Dataset records
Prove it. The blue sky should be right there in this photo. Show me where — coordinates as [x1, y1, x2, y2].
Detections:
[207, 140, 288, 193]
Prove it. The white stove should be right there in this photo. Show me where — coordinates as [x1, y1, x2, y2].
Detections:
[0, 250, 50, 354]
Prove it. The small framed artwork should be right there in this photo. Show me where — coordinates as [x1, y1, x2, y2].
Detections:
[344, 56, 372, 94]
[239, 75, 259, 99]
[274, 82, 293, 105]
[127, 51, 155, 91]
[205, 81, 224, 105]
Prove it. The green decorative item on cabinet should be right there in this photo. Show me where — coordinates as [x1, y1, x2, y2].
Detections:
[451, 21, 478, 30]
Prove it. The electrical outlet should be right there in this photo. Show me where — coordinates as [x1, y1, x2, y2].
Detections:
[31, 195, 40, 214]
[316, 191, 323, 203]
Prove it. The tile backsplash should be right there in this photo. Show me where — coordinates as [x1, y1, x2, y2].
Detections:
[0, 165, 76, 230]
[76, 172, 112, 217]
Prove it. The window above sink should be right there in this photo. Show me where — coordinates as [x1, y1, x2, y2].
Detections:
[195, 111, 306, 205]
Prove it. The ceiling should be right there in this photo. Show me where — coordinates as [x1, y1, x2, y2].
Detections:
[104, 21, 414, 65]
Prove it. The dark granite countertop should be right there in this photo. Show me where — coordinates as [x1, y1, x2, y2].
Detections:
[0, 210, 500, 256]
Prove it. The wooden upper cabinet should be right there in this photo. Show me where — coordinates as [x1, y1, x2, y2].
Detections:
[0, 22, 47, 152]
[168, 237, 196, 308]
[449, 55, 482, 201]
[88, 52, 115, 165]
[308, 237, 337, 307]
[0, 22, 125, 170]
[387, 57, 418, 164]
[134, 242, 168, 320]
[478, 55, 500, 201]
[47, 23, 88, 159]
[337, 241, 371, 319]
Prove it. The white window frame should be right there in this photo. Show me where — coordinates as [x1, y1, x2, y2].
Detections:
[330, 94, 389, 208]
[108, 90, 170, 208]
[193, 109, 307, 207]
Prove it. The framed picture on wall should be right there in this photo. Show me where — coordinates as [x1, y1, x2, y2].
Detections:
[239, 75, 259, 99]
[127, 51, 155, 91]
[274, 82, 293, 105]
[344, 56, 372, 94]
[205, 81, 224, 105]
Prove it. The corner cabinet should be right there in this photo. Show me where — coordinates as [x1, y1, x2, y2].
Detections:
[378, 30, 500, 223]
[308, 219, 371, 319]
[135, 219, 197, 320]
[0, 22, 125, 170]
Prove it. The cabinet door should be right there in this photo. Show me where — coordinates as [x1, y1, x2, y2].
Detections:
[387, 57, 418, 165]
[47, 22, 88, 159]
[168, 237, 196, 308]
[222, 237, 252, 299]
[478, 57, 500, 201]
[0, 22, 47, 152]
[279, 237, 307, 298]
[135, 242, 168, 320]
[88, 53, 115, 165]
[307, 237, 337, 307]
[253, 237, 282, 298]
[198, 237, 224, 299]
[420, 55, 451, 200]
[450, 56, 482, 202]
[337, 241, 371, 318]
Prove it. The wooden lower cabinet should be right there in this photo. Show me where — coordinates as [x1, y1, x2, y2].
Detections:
* * *
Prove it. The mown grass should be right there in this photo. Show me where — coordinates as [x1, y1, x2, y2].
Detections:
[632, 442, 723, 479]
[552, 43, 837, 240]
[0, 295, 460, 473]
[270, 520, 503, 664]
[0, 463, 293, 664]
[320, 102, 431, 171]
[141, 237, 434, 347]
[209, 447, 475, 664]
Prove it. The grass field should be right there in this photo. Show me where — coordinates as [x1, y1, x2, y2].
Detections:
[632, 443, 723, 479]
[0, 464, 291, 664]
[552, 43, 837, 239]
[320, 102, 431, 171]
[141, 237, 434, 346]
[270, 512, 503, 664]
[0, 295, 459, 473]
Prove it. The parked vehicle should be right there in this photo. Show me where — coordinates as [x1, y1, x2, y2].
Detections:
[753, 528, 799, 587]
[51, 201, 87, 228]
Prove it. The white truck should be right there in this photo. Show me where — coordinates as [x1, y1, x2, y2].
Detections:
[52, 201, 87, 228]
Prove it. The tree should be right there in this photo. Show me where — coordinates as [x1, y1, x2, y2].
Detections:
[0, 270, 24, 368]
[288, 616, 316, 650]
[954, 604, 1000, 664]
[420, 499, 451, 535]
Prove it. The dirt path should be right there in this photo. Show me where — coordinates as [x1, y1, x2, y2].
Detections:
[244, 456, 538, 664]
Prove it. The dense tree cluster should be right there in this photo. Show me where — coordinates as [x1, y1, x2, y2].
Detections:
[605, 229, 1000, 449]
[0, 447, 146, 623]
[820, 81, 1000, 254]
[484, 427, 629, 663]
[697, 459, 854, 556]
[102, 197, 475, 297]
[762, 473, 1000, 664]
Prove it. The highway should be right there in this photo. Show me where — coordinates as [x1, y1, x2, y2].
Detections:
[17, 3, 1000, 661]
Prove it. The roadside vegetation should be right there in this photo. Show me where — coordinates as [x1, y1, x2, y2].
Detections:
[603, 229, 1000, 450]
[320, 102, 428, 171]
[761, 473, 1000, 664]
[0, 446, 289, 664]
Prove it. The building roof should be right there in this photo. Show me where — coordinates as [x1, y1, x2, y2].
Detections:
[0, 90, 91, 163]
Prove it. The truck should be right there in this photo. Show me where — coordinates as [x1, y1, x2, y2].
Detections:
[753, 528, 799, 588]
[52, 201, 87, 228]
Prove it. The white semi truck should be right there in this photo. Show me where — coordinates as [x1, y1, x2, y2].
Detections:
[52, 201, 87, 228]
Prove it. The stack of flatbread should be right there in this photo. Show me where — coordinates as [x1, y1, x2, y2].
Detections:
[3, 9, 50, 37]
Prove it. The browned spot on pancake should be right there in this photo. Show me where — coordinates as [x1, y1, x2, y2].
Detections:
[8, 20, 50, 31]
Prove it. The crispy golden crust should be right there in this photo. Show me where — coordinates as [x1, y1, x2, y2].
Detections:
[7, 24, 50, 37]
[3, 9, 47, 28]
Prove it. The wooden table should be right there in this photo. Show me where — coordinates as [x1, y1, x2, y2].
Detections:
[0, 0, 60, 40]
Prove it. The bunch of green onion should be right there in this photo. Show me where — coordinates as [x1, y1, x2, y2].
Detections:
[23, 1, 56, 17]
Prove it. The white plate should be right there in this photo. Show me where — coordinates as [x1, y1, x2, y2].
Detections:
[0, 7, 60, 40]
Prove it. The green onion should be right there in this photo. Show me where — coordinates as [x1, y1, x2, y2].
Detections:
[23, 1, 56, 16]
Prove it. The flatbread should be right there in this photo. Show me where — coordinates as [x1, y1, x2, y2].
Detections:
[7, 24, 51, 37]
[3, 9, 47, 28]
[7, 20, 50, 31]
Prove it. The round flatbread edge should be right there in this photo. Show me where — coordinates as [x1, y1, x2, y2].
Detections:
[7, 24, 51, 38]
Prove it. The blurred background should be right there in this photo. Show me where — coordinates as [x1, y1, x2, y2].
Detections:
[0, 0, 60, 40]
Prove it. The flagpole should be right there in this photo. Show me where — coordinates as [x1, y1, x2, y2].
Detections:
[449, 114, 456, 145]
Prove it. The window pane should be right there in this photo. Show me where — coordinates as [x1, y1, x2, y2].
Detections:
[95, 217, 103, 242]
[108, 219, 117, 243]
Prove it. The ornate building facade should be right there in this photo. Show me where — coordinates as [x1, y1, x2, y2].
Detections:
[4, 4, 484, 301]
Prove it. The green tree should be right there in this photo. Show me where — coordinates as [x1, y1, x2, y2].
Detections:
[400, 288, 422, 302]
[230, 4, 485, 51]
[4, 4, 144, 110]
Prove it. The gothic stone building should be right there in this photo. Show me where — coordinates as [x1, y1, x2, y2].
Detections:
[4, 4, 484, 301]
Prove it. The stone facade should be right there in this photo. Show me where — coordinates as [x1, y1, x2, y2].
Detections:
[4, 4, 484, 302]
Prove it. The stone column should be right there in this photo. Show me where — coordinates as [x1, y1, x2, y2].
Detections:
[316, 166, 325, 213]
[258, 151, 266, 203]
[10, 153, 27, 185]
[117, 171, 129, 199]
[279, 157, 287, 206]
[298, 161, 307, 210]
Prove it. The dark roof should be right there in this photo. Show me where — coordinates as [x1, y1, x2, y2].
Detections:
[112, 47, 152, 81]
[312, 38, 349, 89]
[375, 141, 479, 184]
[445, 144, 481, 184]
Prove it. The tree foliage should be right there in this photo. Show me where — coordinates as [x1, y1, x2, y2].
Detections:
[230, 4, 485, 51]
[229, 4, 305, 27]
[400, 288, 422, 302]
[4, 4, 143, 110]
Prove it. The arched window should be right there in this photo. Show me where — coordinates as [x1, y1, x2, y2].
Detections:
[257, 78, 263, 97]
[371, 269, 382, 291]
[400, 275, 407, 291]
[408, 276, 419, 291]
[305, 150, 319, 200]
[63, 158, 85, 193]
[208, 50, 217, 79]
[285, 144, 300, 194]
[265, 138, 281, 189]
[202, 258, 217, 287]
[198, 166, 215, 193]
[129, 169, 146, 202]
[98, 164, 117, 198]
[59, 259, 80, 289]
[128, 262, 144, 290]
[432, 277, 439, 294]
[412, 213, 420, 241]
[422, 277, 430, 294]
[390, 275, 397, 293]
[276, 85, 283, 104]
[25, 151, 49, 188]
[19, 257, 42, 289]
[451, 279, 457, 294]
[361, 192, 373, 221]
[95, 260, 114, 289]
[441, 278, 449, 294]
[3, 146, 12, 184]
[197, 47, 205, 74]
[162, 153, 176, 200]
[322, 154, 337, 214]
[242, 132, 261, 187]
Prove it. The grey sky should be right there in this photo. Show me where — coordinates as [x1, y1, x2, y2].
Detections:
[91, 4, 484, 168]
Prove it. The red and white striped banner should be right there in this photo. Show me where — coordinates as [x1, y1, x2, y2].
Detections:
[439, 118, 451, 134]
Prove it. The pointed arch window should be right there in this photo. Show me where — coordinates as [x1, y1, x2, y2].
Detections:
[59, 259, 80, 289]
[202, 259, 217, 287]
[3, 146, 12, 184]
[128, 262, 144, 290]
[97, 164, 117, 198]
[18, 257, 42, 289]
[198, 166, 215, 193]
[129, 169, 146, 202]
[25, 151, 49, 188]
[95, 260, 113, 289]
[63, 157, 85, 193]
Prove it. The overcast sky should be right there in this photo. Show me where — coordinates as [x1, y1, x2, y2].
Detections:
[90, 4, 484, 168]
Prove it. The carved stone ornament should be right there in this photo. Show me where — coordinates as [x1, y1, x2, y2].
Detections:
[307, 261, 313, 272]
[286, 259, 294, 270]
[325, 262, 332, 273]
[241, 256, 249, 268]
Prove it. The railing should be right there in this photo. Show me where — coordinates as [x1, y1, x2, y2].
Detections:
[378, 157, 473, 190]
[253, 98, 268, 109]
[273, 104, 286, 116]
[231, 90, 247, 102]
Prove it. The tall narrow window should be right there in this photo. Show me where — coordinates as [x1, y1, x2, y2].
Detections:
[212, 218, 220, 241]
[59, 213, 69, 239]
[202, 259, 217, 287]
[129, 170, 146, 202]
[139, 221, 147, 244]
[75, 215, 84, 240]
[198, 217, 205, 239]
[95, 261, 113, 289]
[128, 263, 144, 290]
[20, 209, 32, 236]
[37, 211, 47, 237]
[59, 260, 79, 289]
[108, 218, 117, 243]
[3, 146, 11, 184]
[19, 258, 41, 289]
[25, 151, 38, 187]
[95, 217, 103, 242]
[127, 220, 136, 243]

TASK DESCRIPTION: Reproduce verbatim the lines of the material above, starting at the line that contains "Prove it. The blue" and ending at the line that contains "[337, 241, 371, 319]", both of those lines included.

ANSWER TO THIS PROBLEM:
Prove it. The blue sky should be right there in this photo. Show me where — coordinates as [x1, y1, x2, y2].
Detections:
[207, 140, 288, 193]
Prove it. The white stove should be right there in this photo. Show me where — coordinates as [x1, y1, x2, y2].
Detections:
[0, 250, 50, 354]
Prove it. The small framed artwork should be right there in this photo. Show me where — coordinates as [x1, y1, x2, y2].
Detections:
[344, 56, 372, 94]
[239, 75, 259, 99]
[274, 82, 293, 105]
[127, 51, 155, 91]
[205, 81, 224, 105]
Prove it. The green decorative item on cabinet should be right there in this photo. Show me where — coordinates as [x1, y1, x2, y2].
Detections:
[451, 21, 478, 30]
Prove it. The electrical outlet should be right there in this photo. Show me where — coordinates as [x1, y1, x2, y2].
Detections:
[31, 195, 40, 214]
[316, 191, 323, 203]
Prove it. The tile backsplash should be right there in this photo. Show me where — coordinates as [x1, y1, x2, y2].
Detections:
[0, 165, 76, 230]
[76, 172, 112, 217]
Prove it. The window above sink should be right there in this photo. Show me where — coordinates as [x1, y1, x2, y2].
Detections:
[195, 111, 306, 205]
Prove it. The ceiling should be right there in this photo. Show me where — coordinates as [x1, y1, x2, y2].
Detections:
[104, 21, 414, 65]
Prove it. The dark granite countertop should be right there in this photo. Show me where — coordinates as [x1, y1, x2, y2].
Detections:
[0, 210, 500, 256]
Prove it. The wooden upper cabinet should be right there in this photo. Show me where — coordinates as [x1, y1, x2, y2].
Detections:
[0, 22, 47, 152]
[168, 237, 196, 308]
[449, 55, 482, 201]
[88, 52, 115, 165]
[308, 237, 337, 307]
[0, 22, 125, 170]
[387, 57, 418, 164]
[134, 242, 168, 320]
[478, 55, 500, 201]
[47, 23, 88, 159]
[337, 241, 371, 319]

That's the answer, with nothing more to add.